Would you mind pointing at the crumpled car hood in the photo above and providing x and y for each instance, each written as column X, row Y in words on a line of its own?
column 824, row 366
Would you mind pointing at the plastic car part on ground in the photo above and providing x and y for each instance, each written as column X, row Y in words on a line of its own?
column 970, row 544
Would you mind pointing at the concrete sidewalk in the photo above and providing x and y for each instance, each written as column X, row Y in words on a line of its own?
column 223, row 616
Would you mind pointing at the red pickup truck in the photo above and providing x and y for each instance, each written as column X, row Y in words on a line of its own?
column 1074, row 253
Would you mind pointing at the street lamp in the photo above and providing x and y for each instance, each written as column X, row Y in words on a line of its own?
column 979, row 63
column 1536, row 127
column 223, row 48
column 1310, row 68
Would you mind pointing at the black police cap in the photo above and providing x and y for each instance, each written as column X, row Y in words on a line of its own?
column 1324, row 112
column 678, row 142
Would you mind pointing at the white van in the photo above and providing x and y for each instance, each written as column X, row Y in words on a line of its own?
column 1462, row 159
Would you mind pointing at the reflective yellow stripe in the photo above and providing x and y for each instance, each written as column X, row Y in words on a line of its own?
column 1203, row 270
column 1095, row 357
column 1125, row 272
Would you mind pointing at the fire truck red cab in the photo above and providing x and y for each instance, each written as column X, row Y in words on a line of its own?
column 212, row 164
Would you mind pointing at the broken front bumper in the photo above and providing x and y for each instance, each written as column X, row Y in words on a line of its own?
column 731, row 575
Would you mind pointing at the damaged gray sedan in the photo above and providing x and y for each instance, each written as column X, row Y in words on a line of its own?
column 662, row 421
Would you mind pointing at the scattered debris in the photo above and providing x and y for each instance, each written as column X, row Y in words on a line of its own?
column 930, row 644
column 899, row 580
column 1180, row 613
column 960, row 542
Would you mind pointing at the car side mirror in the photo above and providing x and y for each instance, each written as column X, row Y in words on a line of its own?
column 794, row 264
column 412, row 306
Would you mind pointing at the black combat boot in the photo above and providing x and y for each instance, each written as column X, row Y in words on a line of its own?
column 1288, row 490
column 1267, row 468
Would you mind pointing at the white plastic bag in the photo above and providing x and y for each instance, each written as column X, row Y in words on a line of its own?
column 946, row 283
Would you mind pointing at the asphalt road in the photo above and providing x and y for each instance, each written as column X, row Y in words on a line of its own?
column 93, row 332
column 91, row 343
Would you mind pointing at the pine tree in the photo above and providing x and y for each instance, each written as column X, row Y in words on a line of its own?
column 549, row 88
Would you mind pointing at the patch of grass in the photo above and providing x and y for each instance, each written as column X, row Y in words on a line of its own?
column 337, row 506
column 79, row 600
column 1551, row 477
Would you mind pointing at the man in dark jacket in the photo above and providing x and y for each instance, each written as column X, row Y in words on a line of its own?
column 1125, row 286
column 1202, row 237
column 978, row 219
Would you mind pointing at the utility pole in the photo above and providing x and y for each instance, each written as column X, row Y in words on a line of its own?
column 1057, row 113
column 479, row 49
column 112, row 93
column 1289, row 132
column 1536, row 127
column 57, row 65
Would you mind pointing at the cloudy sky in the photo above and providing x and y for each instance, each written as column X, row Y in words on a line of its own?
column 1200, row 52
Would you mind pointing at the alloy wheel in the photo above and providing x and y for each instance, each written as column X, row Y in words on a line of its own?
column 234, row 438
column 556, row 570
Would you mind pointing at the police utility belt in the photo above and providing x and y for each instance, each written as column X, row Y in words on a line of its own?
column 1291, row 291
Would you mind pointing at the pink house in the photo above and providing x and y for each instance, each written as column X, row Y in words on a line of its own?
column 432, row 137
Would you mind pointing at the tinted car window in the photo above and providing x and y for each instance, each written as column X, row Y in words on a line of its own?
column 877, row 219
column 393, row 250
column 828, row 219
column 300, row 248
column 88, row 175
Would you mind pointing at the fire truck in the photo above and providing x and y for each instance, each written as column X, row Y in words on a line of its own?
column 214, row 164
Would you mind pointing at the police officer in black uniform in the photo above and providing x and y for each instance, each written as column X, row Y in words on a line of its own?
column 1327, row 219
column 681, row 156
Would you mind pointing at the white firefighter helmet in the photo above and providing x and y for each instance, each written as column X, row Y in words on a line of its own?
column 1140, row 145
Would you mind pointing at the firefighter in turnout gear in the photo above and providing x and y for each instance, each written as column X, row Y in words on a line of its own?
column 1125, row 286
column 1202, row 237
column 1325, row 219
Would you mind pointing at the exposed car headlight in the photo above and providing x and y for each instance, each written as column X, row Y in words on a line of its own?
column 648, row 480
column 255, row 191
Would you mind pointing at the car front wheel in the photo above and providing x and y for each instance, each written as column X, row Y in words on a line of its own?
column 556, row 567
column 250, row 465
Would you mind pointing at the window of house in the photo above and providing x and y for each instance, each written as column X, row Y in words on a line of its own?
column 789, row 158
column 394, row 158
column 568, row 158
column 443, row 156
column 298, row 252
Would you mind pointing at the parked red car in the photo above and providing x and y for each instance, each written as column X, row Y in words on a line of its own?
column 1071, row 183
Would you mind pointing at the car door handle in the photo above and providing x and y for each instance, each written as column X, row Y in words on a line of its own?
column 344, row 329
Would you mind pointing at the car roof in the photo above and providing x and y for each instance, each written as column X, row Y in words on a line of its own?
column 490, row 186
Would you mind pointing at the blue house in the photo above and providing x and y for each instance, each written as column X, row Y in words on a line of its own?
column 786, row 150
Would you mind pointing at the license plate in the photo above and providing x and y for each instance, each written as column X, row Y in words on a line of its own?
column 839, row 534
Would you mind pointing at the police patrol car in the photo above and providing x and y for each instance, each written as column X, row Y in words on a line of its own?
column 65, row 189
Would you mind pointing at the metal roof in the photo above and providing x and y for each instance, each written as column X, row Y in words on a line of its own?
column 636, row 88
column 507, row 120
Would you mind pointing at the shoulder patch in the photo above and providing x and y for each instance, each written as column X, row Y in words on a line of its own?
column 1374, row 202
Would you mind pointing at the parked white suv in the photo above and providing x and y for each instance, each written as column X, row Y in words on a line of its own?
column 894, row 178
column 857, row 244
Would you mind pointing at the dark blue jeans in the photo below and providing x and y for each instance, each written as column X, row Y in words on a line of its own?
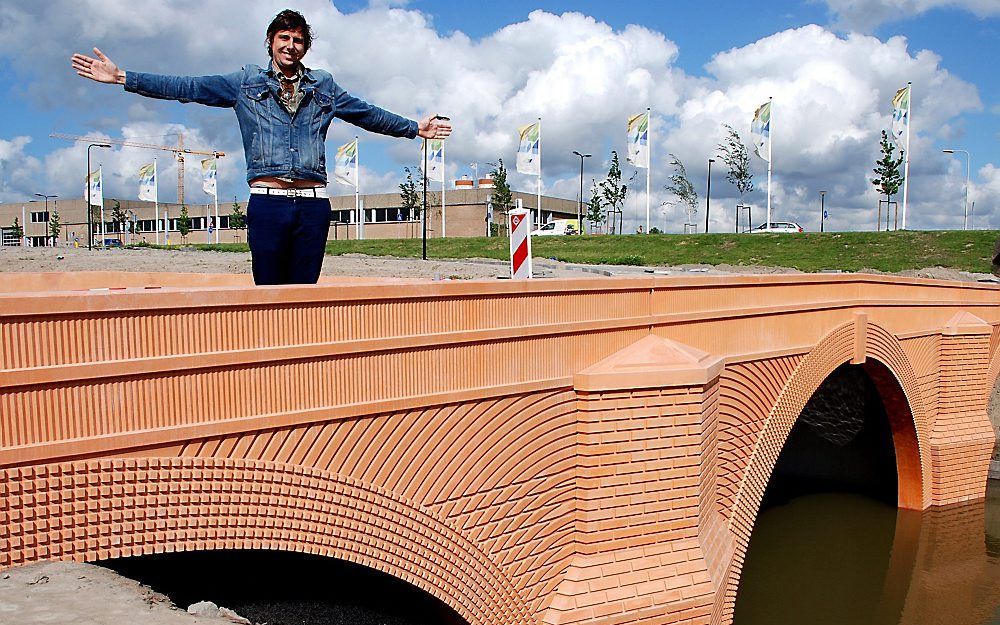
column 287, row 238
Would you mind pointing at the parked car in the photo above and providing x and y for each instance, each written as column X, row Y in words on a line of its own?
column 557, row 227
column 778, row 226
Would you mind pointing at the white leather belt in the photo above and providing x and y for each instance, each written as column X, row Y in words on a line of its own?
column 313, row 192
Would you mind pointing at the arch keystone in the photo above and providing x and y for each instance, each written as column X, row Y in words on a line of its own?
column 651, row 362
column 966, row 323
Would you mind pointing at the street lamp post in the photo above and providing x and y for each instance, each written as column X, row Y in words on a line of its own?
column 90, row 219
column 579, row 210
column 968, row 175
column 708, row 193
column 822, row 209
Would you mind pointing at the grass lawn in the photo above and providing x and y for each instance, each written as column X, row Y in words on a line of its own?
column 849, row 251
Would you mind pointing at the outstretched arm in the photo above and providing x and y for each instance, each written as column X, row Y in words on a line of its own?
column 375, row 119
column 101, row 69
column 209, row 90
column 434, row 127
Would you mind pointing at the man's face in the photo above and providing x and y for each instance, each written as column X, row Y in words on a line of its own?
column 287, row 48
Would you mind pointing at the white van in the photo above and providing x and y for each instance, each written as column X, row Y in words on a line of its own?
column 558, row 227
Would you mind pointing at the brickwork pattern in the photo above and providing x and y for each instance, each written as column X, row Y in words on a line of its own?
column 837, row 348
column 433, row 431
column 501, row 471
column 748, row 391
column 115, row 508
column 962, row 437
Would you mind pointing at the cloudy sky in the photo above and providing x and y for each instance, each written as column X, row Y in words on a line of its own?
column 832, row 67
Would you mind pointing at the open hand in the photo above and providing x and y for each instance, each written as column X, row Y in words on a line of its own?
column 433, row 128
column 101, row 69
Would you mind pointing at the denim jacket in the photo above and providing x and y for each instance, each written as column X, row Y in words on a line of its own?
column 276, row 143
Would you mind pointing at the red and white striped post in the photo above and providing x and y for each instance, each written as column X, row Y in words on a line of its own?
column 520, row 242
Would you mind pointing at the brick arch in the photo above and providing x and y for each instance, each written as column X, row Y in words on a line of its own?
column 994, row 371
column 897, row 383
column 101, row 509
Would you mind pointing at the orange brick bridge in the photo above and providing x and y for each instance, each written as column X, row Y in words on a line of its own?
column 560, row 451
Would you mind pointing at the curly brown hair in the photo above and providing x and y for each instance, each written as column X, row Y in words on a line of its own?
column 289, row 20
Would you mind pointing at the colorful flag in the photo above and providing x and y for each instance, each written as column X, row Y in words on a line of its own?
column 760, row 128
column 147, row 182
column 900, row 114
column 529, row 150
column 346, row 170
column 209, row 173
column 435, row 160
column 638, row 140
column 96, row 190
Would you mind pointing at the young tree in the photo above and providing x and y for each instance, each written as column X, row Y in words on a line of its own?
column 237, row 218
column 503, row 199
column 54, row 226
column 734, row 154
column 408, row 195
column 682, row 189
column 595, row 208
column 119, row 218
column 613, row 191
column 888, row 177
column 184, row 223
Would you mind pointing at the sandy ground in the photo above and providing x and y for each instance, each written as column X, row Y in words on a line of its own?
column 84, row 594
column 193, row 261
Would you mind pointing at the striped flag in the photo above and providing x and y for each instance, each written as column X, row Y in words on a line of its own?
column 346, row 170
column 147, row 182
column 900, row 114
column 760, row 128
column 209, row 174
column 96, row 188
column 638, row 140
column 529, row 150
column 435, row 160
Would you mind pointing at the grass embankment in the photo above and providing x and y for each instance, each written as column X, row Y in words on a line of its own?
column 849, row 251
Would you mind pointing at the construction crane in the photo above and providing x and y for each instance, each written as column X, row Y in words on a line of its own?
column 178, row 150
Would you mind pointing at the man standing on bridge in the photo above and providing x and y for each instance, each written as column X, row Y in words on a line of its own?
column 284, row 112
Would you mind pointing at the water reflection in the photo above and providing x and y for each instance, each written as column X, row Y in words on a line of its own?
column 846, row 559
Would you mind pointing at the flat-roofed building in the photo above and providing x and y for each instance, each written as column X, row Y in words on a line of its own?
column 466, row 206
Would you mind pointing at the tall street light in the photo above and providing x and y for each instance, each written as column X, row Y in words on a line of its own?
column 822, row 209
column 968, row 172
column 708, row 194
column 579, row 210
column 90, row 219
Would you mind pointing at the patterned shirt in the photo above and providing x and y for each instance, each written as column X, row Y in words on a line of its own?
column 290, row 95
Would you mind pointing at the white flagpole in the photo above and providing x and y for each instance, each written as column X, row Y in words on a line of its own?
column 100, row 176
column 357, row 188
column 770, row 156
column 156, row 199
column 538, row 199
column 216, row 199
column 444, row 230
column 649, row 159
column 906, row 160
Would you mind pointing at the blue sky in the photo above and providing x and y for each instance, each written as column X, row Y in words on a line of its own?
column 494, row 66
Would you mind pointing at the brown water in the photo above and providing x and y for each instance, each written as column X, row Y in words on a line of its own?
column 842, row 559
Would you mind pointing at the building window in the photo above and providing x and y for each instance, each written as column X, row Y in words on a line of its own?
column 8, row 239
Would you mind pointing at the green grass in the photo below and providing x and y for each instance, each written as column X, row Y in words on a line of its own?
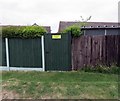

◆ Your goal ◆
Copy the records above word for word, from the line containing "Would you mind pointing at the red pickup" through the line containing "column 1074, row 253", including both of those lines.

◆ Result of the exercise ◆
Would you mind pointing at the red pickup truck in the photo above and providing x and y for each instance, each written as column X, row Y in words on a line of its own?
column 1074, row 253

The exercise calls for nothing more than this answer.